» **What is required**
Your task is to write out exactly the lines from the line containing "Where can you see the flooded" through the end of the records, inclusive at both ends.

» **Material for this exercise**
━━━━━━

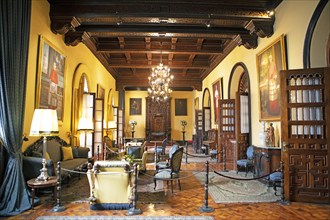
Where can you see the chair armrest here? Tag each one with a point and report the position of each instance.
(83, 152)
(32, 166)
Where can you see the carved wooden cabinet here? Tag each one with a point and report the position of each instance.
(158, 120)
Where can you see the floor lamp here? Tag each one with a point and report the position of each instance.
(44, 123)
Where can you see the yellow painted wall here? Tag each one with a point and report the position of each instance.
(97, 74)
(292, 20)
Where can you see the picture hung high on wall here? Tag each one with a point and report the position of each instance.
(50, 78)
(135, 106)
(270, 62)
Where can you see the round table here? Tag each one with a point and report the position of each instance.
(51, 182)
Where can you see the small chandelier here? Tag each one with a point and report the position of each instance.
(159, 81)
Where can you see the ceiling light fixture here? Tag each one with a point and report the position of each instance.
(159, 81)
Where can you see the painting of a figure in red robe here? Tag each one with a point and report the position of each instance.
(50, 88)
(269, 62)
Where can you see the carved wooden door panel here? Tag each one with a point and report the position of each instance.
(242, 124)
(305, 133)
(226, 128)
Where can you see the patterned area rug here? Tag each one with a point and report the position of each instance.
(125, 217)
(224, 190)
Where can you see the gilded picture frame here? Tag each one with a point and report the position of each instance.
(270, 61)
(50, 78)
(217, 95)
(135, 106)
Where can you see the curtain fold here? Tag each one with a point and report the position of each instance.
(14, 43)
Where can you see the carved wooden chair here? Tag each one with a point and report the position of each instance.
(173, 173)
(248, 163)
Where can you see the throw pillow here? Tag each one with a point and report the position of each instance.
(75, 152)
(67, 153)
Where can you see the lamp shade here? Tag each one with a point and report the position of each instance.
(112, 125)
(85, 124)
(44, 123)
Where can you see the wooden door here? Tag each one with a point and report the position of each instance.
(305, 133)
(226, 130)
(242, 124)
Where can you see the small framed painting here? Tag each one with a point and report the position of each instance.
(135, 106)
(180, 107)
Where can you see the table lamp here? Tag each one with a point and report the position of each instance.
(44, 123)
(86, 125)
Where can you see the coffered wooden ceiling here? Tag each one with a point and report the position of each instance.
(130, 37)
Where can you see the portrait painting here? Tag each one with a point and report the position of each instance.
(180, 107)
(50, 78)
(100, 91)
(217, 94)
(135, 106)
(270, 62)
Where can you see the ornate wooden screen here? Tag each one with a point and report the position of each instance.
(226, 129)
(305, 117)
(158, 119)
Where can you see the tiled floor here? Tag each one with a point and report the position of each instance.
(189, 200)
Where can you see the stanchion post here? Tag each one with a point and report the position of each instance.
(224, 158)
(58, 207)
(134, 210)
(206, 208)
(282, 201)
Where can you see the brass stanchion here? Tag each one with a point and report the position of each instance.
(282, 201)
(134, 210)
(58, 207)
(206, 208)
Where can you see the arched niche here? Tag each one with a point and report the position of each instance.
(239, 84)
(80, 85)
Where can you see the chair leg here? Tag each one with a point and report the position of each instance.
(155, 181)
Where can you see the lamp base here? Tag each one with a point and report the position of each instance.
(43, 172)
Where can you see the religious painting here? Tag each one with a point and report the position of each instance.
(217, 95)
(180, 107)
(196, 101)
(50, 78)
(270, 62)
(135, 106)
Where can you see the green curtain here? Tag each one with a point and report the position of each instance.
(14, 42)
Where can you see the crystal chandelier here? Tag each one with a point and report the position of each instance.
(159, 81)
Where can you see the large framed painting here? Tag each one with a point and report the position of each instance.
(50, 78)
(217, 94)
(135, 106)
(270, 61)
(180, 107)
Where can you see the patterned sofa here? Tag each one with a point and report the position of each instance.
(72, 158)
(111, 185)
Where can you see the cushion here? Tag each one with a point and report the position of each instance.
(75, 152)
(135, 151)
(67, 153)
(54, 150)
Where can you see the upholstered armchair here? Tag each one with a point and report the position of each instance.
(111, 184)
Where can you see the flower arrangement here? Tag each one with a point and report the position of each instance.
(183, 124)
(132, 122)
(129, 158)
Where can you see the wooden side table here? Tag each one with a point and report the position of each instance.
(51, 182)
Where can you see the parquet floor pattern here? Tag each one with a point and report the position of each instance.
(188, 202)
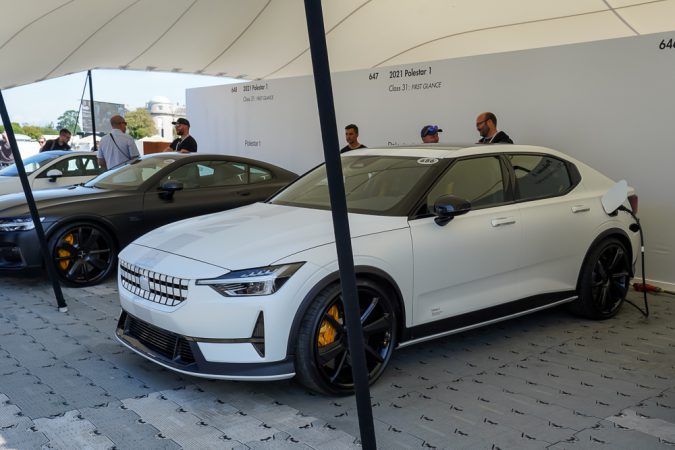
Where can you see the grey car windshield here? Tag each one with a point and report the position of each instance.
(131, 175)
(382, 185)
(31, 164)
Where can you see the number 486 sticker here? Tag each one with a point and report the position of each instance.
(666, 44)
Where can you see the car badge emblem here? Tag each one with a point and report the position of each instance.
(145, 283)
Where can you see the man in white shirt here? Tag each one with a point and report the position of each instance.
(117, 147)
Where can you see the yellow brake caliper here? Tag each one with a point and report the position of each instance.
(63, 253)
(327, 331)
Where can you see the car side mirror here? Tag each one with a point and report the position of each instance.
(54, 174)
(167, 189)
(447, 207)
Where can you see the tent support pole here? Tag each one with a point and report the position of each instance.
(51, 270)
(331, 150)
(91, 107)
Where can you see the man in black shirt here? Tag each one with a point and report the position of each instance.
(486, 124)
(352, 137)
(60, 143)
(184, 143)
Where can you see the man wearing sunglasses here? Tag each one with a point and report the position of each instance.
(486, 124)
(429, 134)
(352, 138)
(117, 147)
(184, 143)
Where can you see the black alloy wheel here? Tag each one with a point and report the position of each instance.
(83, 253)
(604, 280)
(322, 356)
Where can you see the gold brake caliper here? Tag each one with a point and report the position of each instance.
(327, 331)
(63, 253)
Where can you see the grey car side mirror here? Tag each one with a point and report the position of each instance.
(615, 197)
(167, 189)
(447, 207)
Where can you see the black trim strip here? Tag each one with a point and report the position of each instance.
(484, 315)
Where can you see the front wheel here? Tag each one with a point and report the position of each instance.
(83, 254)
(323, 361)
(604, 280)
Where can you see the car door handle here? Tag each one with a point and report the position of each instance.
(580, 208)
(501, 221)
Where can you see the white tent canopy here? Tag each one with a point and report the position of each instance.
(260, 39)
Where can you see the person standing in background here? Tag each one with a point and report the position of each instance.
(60, 143)
(184, 143)
(486, 124)
(117, 147)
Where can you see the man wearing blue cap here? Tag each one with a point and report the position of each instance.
(429, 134)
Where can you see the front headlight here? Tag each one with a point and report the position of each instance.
(257, 281)
(18, 223)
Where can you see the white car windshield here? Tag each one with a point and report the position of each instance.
(30, 164)
(130, 175)
(382, 185)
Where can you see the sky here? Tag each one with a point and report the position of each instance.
(43, 102)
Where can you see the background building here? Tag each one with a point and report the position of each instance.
(163, 112)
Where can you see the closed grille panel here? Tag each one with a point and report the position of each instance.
(153, 286)
(169, 345)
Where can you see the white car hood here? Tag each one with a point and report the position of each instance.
(258, 234)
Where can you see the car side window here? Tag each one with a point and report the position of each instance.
(76, 166)
(539, 176)
(209, 173)
(188, 174)
(90, 165)
(258, 175)
(478, 180)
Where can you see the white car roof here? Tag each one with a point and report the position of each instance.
(453, 151)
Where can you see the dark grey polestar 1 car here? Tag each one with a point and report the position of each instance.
(87, 225)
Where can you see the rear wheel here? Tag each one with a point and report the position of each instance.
(323, 360)
(604, 280)
(83, 254)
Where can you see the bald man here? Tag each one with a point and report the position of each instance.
(117, 147)
(486, 124)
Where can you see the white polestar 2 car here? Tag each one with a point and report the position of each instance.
(444, 239)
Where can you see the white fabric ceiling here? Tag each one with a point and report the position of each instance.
(258, 39)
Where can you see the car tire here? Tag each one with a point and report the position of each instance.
(604, 280)
(83, 254)
(322, 356)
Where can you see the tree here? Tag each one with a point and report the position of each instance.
(140, 123)
(69, 120)
(33, 131)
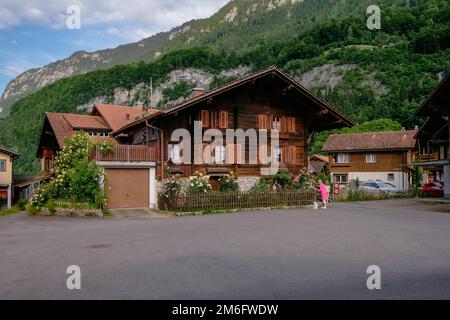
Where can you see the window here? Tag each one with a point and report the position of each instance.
(291, 125)
(220, 154)
(341, 178)
(224, 117)
(276, 123)
(371, 158)
(263, 121)
(278, 154)
(205, 118)
(342, 158)
(174, 153)
(2, 165)
(426, 148)
(214, 123)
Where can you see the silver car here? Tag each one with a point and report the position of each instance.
(379, 187)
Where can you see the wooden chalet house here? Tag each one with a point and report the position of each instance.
(268, 100)
(372, 156)
(433, 137)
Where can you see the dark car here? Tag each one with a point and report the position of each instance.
(433, 189)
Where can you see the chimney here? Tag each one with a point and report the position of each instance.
(196, 92)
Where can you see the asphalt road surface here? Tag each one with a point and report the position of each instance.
(284, 254)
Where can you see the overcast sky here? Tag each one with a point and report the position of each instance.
(34, 33)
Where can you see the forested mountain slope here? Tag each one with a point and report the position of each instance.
(366, 74)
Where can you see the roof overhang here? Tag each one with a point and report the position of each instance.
(438, 102)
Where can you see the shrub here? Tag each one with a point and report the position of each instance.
(282, 180)
(261, 186)
(228, 184)
(75, 175)
(171, 188)
(199, 184)
(33, 210)
(22, 204)
(51, 206)
(305, 181)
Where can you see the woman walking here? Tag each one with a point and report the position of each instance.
(325, 193)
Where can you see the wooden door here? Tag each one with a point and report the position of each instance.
(127, 188)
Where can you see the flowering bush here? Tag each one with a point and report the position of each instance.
(304, 181)
(199, 184)
(282, 180)
(75, 176)
(171, 188)
(228, 184)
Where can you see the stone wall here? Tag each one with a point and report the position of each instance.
(246, 183)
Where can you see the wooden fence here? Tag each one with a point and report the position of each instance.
(237, 200)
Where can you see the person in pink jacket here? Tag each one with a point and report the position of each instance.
(324, 192)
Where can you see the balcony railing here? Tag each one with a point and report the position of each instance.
(126, 153)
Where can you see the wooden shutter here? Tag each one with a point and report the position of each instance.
(223, 119)
(208, 159)
(283, 124)
(230, 154)
(291, 124)
(293, 155)
(205, 118)
(238, 157)
(283, 154)
(263, 121)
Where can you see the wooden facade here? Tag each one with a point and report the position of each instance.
(268, 100)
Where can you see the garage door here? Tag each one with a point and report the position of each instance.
(127, 188)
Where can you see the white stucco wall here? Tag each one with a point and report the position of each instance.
(400, 178)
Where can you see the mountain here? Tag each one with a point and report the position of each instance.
(238, 26)
(366, 74)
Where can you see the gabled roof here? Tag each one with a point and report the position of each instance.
(12, 154)
(371, 141)
(61, 128)
(119, 116)
(77, 121)
(439, 95)
(248, 79)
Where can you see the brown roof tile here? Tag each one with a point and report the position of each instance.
(77, 121)
(389, 140)
(117, 116)
(60, 126)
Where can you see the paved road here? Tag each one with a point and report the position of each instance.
(287, 254)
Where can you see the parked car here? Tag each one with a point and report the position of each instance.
(379, 186)
(433, 190)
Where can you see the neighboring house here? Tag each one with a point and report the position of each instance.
(7, 158)
(373, 156)
(319, 164)
(130, 171)
(433, 137)
(58, 126)
(268, 100)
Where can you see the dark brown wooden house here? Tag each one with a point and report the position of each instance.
(433, 137)
(268, 100)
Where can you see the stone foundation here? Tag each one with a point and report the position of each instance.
(246, 183)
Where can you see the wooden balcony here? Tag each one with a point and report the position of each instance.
(127, 153)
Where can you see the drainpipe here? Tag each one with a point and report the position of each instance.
(161, 146)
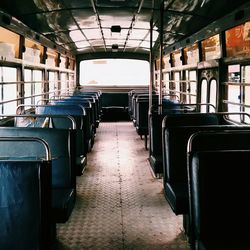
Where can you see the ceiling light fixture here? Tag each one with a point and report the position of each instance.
(116, 29)
(115, 47)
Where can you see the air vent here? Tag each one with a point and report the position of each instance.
(116, 28)
(6, 19)
(115, 48)
(116, 3)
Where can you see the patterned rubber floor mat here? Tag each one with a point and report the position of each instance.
(120, 205)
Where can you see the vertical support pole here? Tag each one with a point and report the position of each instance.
(151, 58)
(161, 58)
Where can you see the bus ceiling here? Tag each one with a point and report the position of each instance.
(115, 26)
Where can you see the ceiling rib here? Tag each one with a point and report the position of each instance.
(99, 23)
(132, 24)
(79, 28)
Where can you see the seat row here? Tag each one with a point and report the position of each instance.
(39, 190)
(205, 169)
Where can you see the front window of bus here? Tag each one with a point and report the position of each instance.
(8, 90)
(114, 72)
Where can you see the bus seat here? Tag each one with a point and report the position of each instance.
(63, 171)
(177, 128)
(219, 183)
(25, 196)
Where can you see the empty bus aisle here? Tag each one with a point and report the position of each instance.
(120, 205)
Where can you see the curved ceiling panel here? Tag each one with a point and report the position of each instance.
(97, 25)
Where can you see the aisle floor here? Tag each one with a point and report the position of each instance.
(120, 205)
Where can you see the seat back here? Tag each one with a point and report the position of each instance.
(25, 194)
(218, 189)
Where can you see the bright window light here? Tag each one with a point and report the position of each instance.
(114, 72)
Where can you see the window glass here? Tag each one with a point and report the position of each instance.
(52, 83)
(27, 87)
(64, 83)
(114, 72)
(192, 85)
(246, 79)
(37, 78)
(204, 84)
(177, 84)
(234, 90)
(8, 89)
(212, 95)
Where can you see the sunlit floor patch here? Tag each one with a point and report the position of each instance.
(119, 203)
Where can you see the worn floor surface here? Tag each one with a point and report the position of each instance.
(120, 205)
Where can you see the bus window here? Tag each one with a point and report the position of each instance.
(64, 83)
(212, 95)
(192, 77)
(166, 80)
(177, 85)
(37, 78)
(246, 79)
(114, 72)
(52, 83)
(8, 89)
(234, 90)
(33, 86)
(204, 85)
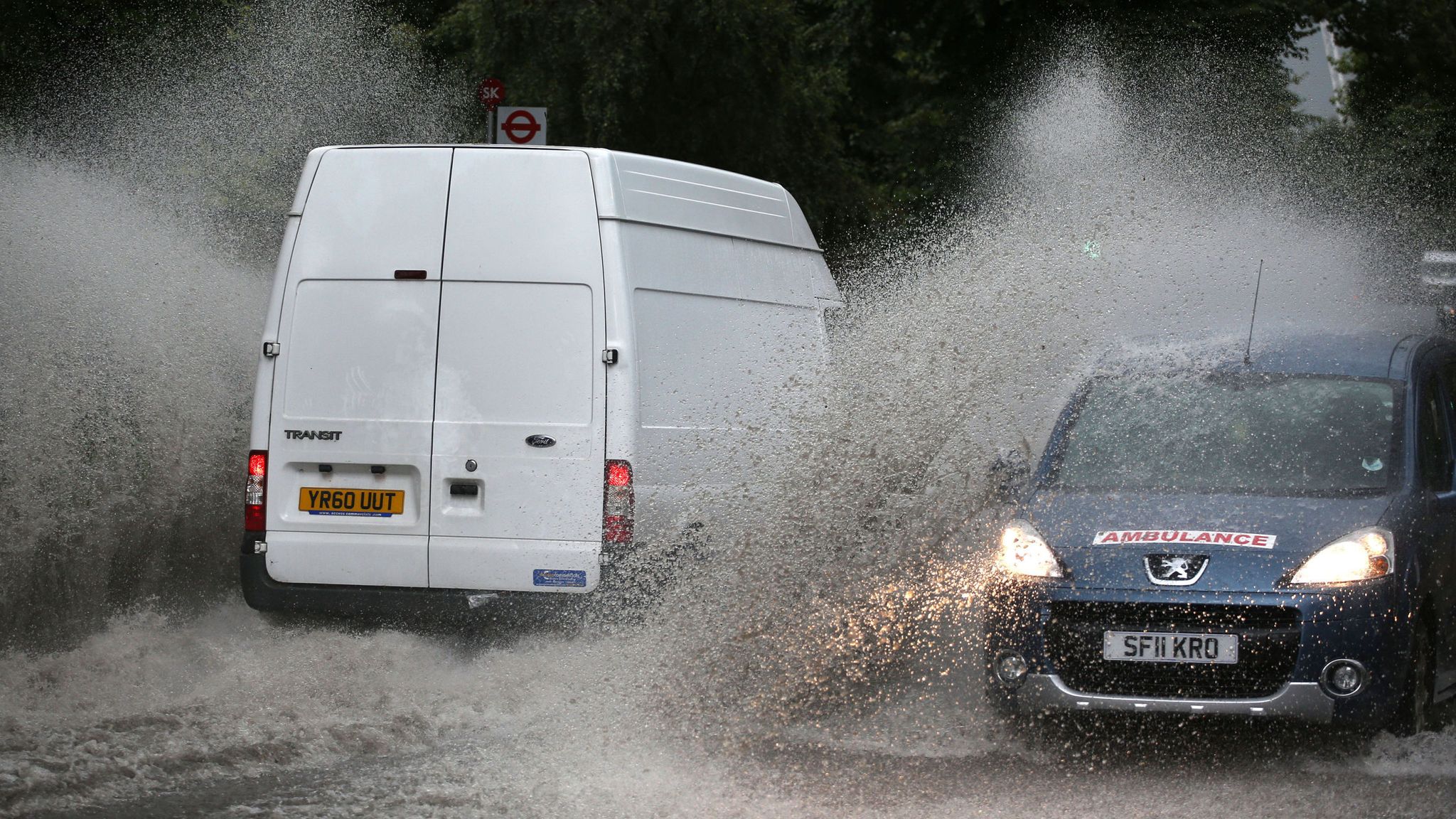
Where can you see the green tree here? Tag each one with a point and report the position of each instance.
(1403, 105)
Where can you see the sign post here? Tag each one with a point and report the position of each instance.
(522, 126)
(490, 94)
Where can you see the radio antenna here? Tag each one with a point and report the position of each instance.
(1254, 312)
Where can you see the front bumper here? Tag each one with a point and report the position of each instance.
(1356, 623)
(1297, 700)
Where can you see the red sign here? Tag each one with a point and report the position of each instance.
(491, 92)
(1186, 537)
(520, 127)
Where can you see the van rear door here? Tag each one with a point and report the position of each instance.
(348, 486)
(519, 436)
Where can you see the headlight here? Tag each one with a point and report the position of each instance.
(1025, 552)
(1359, 556)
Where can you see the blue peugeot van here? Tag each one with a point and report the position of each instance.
(1270, 537)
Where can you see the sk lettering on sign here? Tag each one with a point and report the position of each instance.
(520, 126)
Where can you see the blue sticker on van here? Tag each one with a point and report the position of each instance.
(560, 577)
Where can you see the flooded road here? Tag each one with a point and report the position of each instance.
(229, 716)
(815, 668)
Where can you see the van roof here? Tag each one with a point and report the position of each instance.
(651, 190)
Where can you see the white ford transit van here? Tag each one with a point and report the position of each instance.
(501, 369)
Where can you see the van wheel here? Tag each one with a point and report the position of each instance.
(1413, 713)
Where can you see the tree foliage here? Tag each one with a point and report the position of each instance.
(1403, 104)
(871, 111)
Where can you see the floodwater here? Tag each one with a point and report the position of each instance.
(815, 663)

━━━━━━

» **Problem solution**
Where can you see the flooded road here? Tag each one with a point and report the position of each instance.
(229, 716)
(815, 668)
Where can you see the van roof here? Tag each one with a point and report the position of each instance.
(651, 190)
Where can you see the white ford transit van here? Tag each one with a point and report the position of each instance.
(501, 369)
Where can you see the van wheel here? Tag each one with a point and report the position of each instance.
(1413, 713)
Where can you see the tree foliage here? Tag each one with a point and report the position of each instance.
(1403, 104)
(871, 111)
Where can you see the floodwater here? Tag each one with a point and report the position of each instance.
(815, 663)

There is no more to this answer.